• Study questions
• 1. Edit the story about Scott and the pickup truck. Reproduce it starting at the words "Sooner or later, trying" and stopping after "it over with.", with "trouble" replaced by "hot water".
• 2. Render this sentence from the story about Scott and the pickup truck in Spanish: "Sooner or later, trying to pretend you're not crippled will get you in trouble."

Well obviously Scott had to give that up. But a few years later on Scott’s birthday he told a friend who owned a pickup truck that for his birthday gift he wanted to drive his friend’s truck. Scott was totally blind by then so he had his friend drive out to this open field. There Scott could drive around and around with no danger of hitting anything. Out in the field, Scott and his friend switched seats. But Scott drove the truck into mud and it got stuck. So Scott’s friend got out and pushed while Scott floored the gas pedal. Just then a cop happened along and saw a guy out in the field pushing the back of a truck, its spinning tires spewing waves of mud. As the cop approached the truck, Scott’s friend jumped back. The tires kept angrily churning up mud. The cop knocked on the driver’s window. Thinking it was his friend knocking, Scott rolled down the window and snarled, “Get back there and push, ass hole!”

Sooner or later, trying to pretend you’re not crippled will get you in trouble. It’s better to just sign up with the imperfectas and get it over with.

• Provided records
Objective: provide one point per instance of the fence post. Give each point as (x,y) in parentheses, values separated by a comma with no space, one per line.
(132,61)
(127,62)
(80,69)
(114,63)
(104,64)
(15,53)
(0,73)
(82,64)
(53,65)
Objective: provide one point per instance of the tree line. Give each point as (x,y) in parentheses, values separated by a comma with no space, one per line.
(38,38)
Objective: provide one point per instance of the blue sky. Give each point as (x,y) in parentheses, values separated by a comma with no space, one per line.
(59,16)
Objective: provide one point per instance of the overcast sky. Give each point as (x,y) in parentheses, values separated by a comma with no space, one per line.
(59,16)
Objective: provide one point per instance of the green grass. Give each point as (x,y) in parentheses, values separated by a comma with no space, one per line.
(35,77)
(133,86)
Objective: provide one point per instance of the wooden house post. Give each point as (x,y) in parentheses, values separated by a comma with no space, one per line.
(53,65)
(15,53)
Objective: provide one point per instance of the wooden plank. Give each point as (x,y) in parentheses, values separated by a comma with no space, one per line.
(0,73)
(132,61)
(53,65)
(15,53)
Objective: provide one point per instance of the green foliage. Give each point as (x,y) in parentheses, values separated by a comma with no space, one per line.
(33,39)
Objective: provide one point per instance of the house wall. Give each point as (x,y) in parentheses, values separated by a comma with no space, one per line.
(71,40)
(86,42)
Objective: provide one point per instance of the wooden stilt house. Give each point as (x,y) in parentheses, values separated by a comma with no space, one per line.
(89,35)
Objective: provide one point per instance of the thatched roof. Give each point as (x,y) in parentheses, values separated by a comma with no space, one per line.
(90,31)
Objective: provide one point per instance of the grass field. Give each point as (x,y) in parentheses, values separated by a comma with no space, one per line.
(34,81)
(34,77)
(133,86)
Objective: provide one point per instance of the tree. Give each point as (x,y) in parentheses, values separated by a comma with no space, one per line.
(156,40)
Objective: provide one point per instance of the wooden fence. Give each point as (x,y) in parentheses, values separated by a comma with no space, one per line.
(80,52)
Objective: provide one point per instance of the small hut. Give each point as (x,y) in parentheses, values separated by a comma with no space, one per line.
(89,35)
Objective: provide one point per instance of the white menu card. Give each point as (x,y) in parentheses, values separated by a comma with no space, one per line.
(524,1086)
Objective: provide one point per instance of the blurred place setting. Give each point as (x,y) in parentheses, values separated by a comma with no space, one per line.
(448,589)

• Answers for each item
• 1.
Sooner or later, trying to pretend you’re not crippled will get you in hot water. It’s better to just sign up with the imperfectas and get it over with.

• 2. Tarde o temprano, intentar fingir que no estás lisiado te meterá en problemas.